→ **Task details**:
Select every line of the records containing the string "named", and copy each one out in full.

→ **Data supplied**:
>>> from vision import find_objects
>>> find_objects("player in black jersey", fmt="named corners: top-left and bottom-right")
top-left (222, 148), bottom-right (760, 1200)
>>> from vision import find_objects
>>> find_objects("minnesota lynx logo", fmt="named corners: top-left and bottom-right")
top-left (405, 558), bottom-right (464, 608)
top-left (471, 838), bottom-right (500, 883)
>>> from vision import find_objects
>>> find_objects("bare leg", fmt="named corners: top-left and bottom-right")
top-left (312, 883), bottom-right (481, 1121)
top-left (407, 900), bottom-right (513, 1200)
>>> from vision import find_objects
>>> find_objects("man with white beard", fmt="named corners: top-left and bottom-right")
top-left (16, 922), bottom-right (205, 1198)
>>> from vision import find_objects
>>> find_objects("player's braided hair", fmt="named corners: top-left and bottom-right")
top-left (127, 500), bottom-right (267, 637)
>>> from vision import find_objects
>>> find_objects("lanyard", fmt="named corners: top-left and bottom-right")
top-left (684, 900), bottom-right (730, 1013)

→ **Task output**:
>>> find_objects("player in black jersey", fmt="named corners: top-left and bottom-right")
>>> find_objects("minnesota lynx logo", fmt="named corners: top-left and bottom-right")
>>> find_objects("bare leg", fmt="named corners: top-left and bottom-right")
>>> find_objects("man with white beard", fmt="named corners: top-left and bottom-right")
>>> find_objects("player's braided hair", fmt="named corners: top-left and bottom-right")
>>> find_objects("lanyard", fmt="named corners: top-left and bottom-right")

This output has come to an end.